◆ **YOUR INSTRUCTIONS**
Lines in the entries below where the word "coords" shows up should each be copied.

◆ **INFORMATION SHOWN**

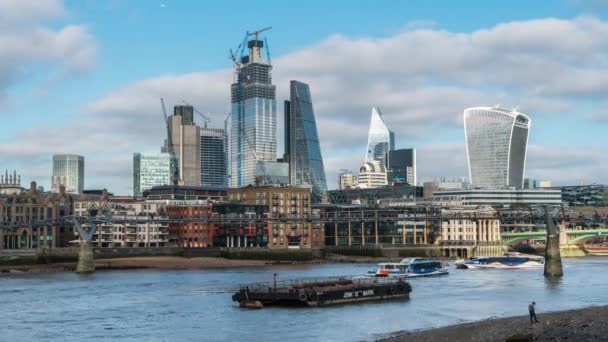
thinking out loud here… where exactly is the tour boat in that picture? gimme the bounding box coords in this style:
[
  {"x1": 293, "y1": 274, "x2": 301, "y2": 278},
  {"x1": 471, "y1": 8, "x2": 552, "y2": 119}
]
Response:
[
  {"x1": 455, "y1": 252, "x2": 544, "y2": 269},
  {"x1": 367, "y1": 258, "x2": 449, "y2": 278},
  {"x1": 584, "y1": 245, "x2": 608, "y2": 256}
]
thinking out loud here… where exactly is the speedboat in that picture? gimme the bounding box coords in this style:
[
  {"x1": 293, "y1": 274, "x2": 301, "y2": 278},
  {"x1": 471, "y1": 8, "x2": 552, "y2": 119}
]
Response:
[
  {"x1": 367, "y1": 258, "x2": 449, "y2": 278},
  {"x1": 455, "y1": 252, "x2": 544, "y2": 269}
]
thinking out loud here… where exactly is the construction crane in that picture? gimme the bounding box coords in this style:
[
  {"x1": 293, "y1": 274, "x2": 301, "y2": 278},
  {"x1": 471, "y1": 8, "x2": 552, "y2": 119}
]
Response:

==

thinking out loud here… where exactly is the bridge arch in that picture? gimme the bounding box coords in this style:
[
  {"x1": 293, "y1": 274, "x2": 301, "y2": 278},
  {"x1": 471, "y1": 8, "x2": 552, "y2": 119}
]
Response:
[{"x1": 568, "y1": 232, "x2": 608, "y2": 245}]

◆ **WRITTEN REPLY**
thinking out loud here… where exactly is the tour boat in that picture? gimme the bounding box coords in this style:
thinking out loud here… where exactly is the speedboat in that picture? gimme the bounding box coords in this style:
thinking out loud here… where exactly is the construction crane in that picture? gimme the bounding box coords in this style:
thinking out loud here… where exactly is the bridge arch in that picture? gimme the bounding box coords in this style:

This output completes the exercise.